▸ Set exercise
Repeat the listing below in full, exactly as it stands.

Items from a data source
* * * *

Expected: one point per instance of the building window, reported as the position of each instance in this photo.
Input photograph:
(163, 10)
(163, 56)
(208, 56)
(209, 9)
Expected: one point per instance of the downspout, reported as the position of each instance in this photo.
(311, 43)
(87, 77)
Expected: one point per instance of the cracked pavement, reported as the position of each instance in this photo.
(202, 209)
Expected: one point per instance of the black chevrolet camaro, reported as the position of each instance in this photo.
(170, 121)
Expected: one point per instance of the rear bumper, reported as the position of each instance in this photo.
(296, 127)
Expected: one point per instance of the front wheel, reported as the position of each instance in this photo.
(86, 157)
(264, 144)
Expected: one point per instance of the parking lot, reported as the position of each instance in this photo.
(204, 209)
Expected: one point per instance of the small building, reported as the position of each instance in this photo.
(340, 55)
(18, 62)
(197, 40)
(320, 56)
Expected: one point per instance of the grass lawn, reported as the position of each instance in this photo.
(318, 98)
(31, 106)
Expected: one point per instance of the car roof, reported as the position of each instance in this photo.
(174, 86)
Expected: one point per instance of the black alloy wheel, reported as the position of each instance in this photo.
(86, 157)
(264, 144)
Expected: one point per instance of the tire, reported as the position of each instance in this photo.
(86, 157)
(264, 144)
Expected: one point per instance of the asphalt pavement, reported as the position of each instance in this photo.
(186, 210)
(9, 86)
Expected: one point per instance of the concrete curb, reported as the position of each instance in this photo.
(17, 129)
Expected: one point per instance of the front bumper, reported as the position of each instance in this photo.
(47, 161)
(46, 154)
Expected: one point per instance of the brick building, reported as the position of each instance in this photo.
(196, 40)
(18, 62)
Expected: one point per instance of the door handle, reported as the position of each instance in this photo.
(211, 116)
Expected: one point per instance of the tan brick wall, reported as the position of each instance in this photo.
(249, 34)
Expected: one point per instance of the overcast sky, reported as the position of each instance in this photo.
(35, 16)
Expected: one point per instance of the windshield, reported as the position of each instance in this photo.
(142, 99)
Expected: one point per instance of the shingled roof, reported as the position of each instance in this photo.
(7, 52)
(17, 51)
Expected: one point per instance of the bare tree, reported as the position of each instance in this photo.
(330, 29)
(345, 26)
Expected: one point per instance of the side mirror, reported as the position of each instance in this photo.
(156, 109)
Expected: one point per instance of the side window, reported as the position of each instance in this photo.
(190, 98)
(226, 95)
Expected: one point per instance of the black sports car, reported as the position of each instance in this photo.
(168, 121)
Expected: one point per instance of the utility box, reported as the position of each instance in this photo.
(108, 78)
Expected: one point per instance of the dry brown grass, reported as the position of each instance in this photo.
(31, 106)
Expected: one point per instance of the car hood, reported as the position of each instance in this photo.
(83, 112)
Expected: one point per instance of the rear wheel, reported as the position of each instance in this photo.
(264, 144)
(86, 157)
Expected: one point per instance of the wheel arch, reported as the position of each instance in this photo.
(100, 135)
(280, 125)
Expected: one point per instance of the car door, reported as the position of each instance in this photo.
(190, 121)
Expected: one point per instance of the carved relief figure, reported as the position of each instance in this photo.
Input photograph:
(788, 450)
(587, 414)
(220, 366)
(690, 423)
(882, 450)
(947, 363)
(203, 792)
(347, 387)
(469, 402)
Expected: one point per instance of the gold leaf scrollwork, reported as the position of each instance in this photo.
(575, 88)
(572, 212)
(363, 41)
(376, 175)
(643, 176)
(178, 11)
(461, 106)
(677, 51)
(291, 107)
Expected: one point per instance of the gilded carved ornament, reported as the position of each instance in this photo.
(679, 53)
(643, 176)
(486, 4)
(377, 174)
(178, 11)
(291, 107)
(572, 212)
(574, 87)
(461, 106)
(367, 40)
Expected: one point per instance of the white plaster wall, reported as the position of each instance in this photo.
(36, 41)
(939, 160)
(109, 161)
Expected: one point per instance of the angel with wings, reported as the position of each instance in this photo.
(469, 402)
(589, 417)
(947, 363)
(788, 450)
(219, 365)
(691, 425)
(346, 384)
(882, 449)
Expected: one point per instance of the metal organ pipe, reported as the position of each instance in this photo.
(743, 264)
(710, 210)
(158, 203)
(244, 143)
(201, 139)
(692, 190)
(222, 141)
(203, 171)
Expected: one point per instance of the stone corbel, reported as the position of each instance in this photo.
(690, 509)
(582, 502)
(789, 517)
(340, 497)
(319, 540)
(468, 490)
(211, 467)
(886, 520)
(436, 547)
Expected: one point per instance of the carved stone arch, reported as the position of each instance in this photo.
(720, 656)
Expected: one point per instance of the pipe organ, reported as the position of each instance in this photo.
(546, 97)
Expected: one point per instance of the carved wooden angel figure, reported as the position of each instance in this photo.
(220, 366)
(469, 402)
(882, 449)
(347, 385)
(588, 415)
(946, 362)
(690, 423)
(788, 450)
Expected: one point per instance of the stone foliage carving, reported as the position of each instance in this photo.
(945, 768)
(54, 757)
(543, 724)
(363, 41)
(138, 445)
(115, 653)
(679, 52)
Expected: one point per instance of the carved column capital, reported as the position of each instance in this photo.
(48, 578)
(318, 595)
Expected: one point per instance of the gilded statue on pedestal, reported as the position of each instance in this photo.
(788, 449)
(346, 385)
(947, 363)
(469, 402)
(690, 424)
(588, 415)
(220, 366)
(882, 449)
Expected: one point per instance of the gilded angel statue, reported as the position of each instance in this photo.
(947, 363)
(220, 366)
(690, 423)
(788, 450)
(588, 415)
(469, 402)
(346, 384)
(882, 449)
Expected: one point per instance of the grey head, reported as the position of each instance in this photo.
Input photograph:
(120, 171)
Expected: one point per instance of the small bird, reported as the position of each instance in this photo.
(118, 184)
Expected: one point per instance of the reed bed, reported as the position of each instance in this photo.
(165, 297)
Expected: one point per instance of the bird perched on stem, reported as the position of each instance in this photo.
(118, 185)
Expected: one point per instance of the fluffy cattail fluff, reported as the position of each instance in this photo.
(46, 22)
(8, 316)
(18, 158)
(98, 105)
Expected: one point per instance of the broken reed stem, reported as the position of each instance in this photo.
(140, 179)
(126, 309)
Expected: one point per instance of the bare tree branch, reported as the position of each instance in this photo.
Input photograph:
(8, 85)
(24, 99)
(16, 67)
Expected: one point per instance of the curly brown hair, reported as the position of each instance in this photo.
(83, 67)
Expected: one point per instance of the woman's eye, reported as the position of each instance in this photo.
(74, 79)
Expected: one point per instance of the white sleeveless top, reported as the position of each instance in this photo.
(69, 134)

* * * *

▸ Answer
Expected: one point per instance of the building window, reported as the position of each instance in this photo.
Input photograph:
(163, 10)
(163, 56)
(208, 56)
(209, 9)
Expected: one point per instance of the downspout, reported as the position of each instance in this photo.
(311, 43)
(87, 77)
Expected: one point per instance of the cracked pavement, reported as the position of each instance in this photo.
(202, 209)
Expected: one point per instance of the black chevrolet camaro, reported as the position of each instance in this photo.
(170, 121)
Expected: one point per instance of the rear bumper, reported as the position of each instance in this photo.
(296, 127)
Expected: one point per instance of the front wheel, reported as the position of each instance in this photo.
(86, 157)
(264, 144)
Expected: one point per instance of the parking lot, reported as the position of each instance in this photo.
(204, 209)
Expected: one point per instance of the small building, reported as the position of each instance in this photo.
(340, 55)
(18, 62)
(197, 40)
(320, 56)
Expected: one point per instance of the grass lawn, reported as the position of each instance in this photo.
(318, 98)
(31, 106)
Expected: one point per instance of the car roof, reported as the position of each instance in this photo.
(174, 86)
Expected: one point per instance of the black alloy wheel, reported as the position of each instance in this photo.
(86, 157)
(264, 144)
Expected: one point per instance of the tire, reported as the position of each instance in this photo.
(86, 157)
(264, 144)
Expected: one point per instance of the asphalt pavement, reported as the position of each instance in this photo.
(186, 210)
(9, 86)
Expected: one point per instance of the concrete curb, reported as the position of each instance in this photo.
(17, 129)
Expected: one point per instance of the front bumper, reported as the position of each instance in this photo.
(47, 161)
(46, 154)
Expected: one point per instance of the brick building, reported as the position of each instance in this photo.
(196, 40)
(18, 62)
Expected: one point per instance of the door handle, reported as the position of each instance in this photo.
(211, 116)
Expected: one point per instance of the tan brick wall, reported as the position of each instance in this photo.
(249, 34)
Expected: one point per instance of the overcast sky, reported as the position of each instance in this photo.
(35, 16)
Expected: one point per instance of the windshield, reported as the position of each instance in this photo.
(142, 99)
Expected: one point per instance of the shingled roof, reported as the position of each instance in this photo.
(7, 52)
(17, 51)
Expected: one point per instance of the bare tree, reported as the position of each instance in this photo.
(330, 29)
(345, 26)
Expected: one point per instance of the side mirror, reported as the position of each instance in this photo.
(156, 109)
Expected: one point per instance of the side window, reported as the position of each instance in this photo.
(190, 98)
(226, 95)
Expected: one point per instance of the black sports car, reported as the position of each instance in this photo.
(168, 121)
Expected: one point per instance of the utility box, reported as the position of each instance in this photo.
(108, 78)
Expected: one point per instance of the dry brown grass, reported as the position of each instance in this photo.
(31, 106)
Expected: one point per instance of the car hood, reported as the position of each instance in this photo.
(83, 112)
Expected: one point per instance of the rear wheel, reported as the position of each instance in this photo.
(264, 144)
(86, 157)
Expected: one point per instance of the wheel arch, reported as the position of each instance in this photo.
(100, 135)
(280, 125)
Expected: one point per instance of the car door, reported as the position of each instance in this photo.
(190, 121)
Expected: one point per instance of the carved relief figure, reported as the position of each instance in this photo.
Input photograph:
(788, 450)
(587, 414)
(220, 366)
(690, 423)
(882, 450)
(947, 363)
(203, 792)
(347, 387)
(469, 402)
Expected: one point per instance of the gold leaf scrollwork, reported as the position of each instance in this photo.
(575, 88)
(572, 212)
(363, 41)
(376, 175)
(643, 176)
(178, 11)
(461, 106)
(677, 51)
(291, 107)
Expected: one point per instance of the gilded carved ornament, reported as the position of each instance in this photo.
(679, 53)
(643, 176)
(486, 4)
(377, 174)
(178, 11)
(291, 107)
(572, 212)
(574, 87)
(461, 106)
(367, 40)
Expected: one point per instance of the white plaster wall, reported as the position of each instance in this photo.
(36, 41)
(939, 160)
(109, 161)
Expected: one point per instance of the angel with wings, reported as the position of each instance in this photo.
(469, 402)
(589, 417)
(947, 363)
(788, 450)
(219, 365)
(691, 425)
(346, 384)
(882, 449)
Expected: one point per instance of the metal organ pipe, reported as the position of each instance in this photo.
(743, 264)
(710, 210)
(158, 203)
(244, 143)
(201, 139)
(692, 190)
(222, 141)
(203, 171)
Expected: one point per instance of the stone corbel, reported as the position of each instance in this photo.
(690, 509)
(582, 502)
(789, 517)
(340, 497)
(319, 540)
(468, 490)
(211, 467)
(886, 520)
(436, 547)
Expected: one point per instance of the carved stone arch, reported as the position of each instance in this photo.
(720, 656)
Expected: one point per instance of the pipe organ, reported as the position of each instance in this photo.
(546, 97)
Expected: one point per instance of the carved wooden angel figure, reported as the position of each instance in this photo.
(220, 366)
(469, 402)
(882, 449)
(347, 385)
(588, 415)
(946, 362)
(690, 423)
(788, 450)
Expected: one point per instance of the stone foliage carving, reported as the position of each instance in this photo.
(945, 768)
(54, 757)
(543, 724)
(363, 41)
(138, 445)
(115, 653)
(679, 52)
Expected: one point per instance of the carved column capital, reported as the position of each instance in this photo.
(48, 578)
(318, 595)
Expected: one point per instance of the gilded statue on pedestal, reported as the position of each instance in this photo.
(788, 449)
(346, 385)
(947, 363)
(469, 402)
(690, 424)
(588, 415)
(220, 366)
(882, 449)
Expected: one point per instance of the gilded angel statue, reported as the position of each instance in this photo.
(947, 363)
(220, 366)
(690, 423)
(788, 450)
(588, 415)
(469, 402)
(346, 384)
(882, 449)
Expected: one point per instance of the grey head, reported as the position of each instance in this photo.
Input photograph:
(120, 171)
Expected: one point per instance of the small bird, reported as the position of each instance in this photo.
(118, 184)
Expected: one point per instance of the reed bed, reported as the position of each instance in this photo.
(165, 297)
Expected: one point per instance of the bird perched on stem, reported as the position of each instance in this photo.
(118, 185)
Expected: one point per instance of the fluffy cattail fluff, reported as the position of each instance in this photo.
(46, 22)
(8, 316)
(18, 158)
(98, 105)
Expected: one point per instance of the broken reed stem, reported as the position of each instance in this photo.
(140, 179)
(126, 309)
Expected: one point per instance of the bare tree branch, reported as the position of each instance in this photo.
Input photograph:
(8, 85)
(24, 99)
(16, 67)
Expected: one point per instance of the curly brown hair, reported as the position of each instance in this photo.
(83, 67)
Expected: one point per instance of the woman's eye, reported as the position of each instance in this photo.
(74, 79)
Expected: one point per instance of the white sleeveless top, reported as the position of each instance in this photo.
(69, 134)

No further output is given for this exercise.